Repeat each of the following entries word for word.

+ + + +

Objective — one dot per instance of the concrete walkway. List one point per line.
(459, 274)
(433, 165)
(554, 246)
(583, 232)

+ + + +

**Response to this task**
Objective — one dot per instance of the concrete walkway. List one point per line.
(459, 274)
(433, 165)
(554, 246)
(583, 232)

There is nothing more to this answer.